#### WHAT YOU NEED TO DO:
Word for word, set down every line of the entries below from the line with "Target: dry golden grass" to the line with "point: sunflower center", including both, and no other line.

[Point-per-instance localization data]
--- START ---

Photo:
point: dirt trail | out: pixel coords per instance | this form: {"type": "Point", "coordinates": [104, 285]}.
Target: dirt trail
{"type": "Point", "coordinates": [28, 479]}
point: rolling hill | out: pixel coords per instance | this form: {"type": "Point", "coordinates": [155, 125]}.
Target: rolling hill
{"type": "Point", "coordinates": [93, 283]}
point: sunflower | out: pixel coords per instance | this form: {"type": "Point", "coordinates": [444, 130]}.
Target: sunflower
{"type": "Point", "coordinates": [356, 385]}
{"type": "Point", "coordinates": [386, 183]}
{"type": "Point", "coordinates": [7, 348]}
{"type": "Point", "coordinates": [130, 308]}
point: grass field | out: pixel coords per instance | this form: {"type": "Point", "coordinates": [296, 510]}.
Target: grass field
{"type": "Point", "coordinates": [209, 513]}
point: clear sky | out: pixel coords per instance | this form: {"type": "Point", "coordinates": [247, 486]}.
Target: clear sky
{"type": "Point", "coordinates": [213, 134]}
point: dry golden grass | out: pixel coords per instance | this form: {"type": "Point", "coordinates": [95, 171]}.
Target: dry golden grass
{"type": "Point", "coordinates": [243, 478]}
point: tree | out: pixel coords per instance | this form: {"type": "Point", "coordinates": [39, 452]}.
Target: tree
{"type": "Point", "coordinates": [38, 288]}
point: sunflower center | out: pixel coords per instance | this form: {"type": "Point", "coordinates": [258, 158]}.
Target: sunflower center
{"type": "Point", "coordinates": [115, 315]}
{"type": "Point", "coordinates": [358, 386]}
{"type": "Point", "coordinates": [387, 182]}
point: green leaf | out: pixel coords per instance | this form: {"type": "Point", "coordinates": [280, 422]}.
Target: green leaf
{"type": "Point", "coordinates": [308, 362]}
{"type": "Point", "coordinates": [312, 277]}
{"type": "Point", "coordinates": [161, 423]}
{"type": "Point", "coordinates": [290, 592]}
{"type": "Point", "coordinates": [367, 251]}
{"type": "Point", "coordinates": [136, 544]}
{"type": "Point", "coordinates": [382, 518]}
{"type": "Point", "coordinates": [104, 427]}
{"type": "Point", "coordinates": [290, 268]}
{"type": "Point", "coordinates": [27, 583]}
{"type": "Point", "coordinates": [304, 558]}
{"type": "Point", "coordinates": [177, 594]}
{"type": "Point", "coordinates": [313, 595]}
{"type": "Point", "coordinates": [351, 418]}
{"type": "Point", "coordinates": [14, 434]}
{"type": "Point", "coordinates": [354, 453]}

--- END ---

#### WORKED SOLUTION:
Target: dry golden grass
{"type": "Point", "coordinates": [243, 478]}
point: tree | out: pixel coords per instance | this form: {"type": "Point", "coordinates": [39, 452]}.
Target: tree
{"type": "Point", "coordinates": [38, 288]}
point: sunflower center | out: pixel coords per instance | this form: {"type": "Point", "coordinates": [258, 158]}.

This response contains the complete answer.